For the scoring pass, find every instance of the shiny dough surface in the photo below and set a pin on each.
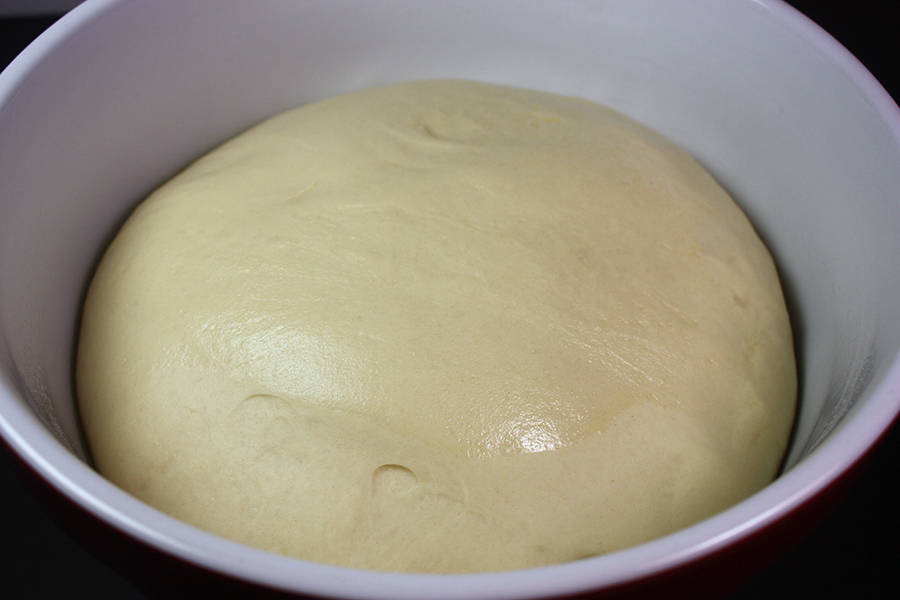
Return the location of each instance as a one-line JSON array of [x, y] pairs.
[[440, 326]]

...

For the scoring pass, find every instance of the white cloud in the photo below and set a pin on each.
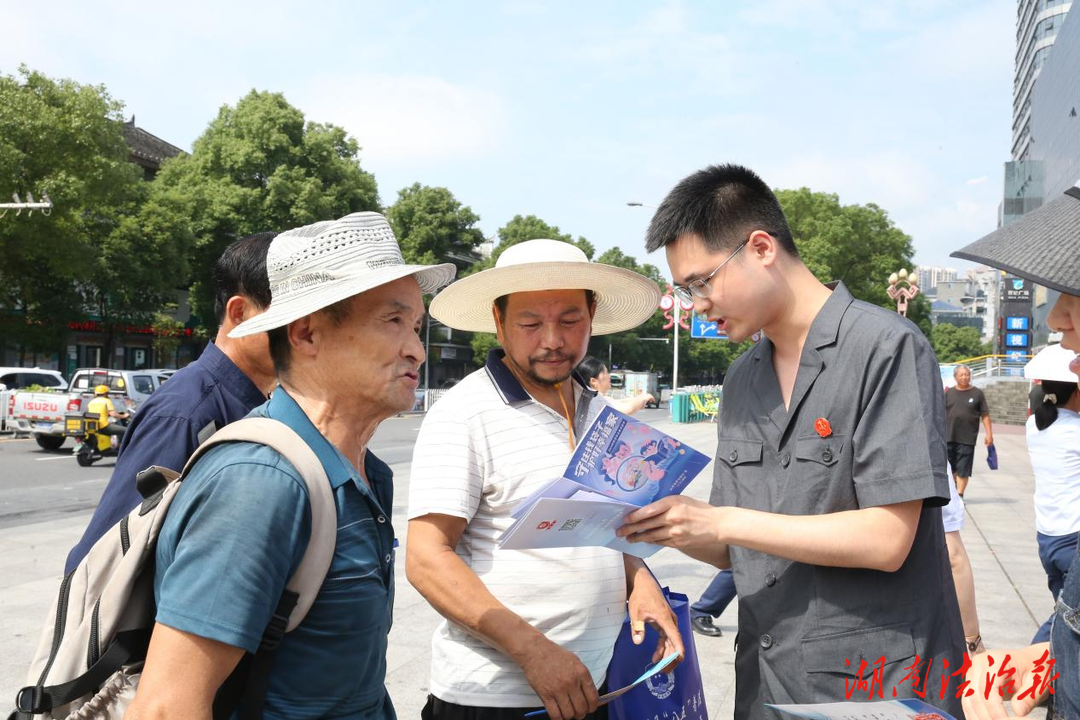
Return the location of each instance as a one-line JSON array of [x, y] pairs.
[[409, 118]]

--

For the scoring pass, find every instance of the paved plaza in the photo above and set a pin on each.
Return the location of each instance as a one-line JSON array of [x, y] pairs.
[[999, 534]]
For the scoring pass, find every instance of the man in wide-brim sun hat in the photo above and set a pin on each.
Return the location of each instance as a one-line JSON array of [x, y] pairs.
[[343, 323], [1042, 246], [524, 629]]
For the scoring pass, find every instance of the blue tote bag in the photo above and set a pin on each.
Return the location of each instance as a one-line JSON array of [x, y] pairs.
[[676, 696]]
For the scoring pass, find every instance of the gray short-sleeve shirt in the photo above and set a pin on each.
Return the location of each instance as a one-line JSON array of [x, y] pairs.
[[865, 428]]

Work required: Reproduce word for word the stretch of material above that begins with the line containing "For the scoring pass, find every instance of the man" and ends with the line containing "[[865, 428]]", including both of those lines.

Solution:
For the scoring pass, find every instance of the man in wide-brim sun hat in the photo above and set a pin on each.
Return the location of each instance as a one-line JSON array of [x, y] pairs.
[[343, 323], [1042, 246], [524, 629]]
For the scoring pass, find every instance of the blue tote bag in the photo above and set a pin on each.
Return the location of each instance as a one-line JSON array of [x, y] pairs.
[[676, 696]]
For the scoring pass, find every instance of the gray short-sleeve shirt in the photo above and set a pin on each.
Return the location of each instance as a one-line JSON array of [x, y] pairs.
[[865, 428]]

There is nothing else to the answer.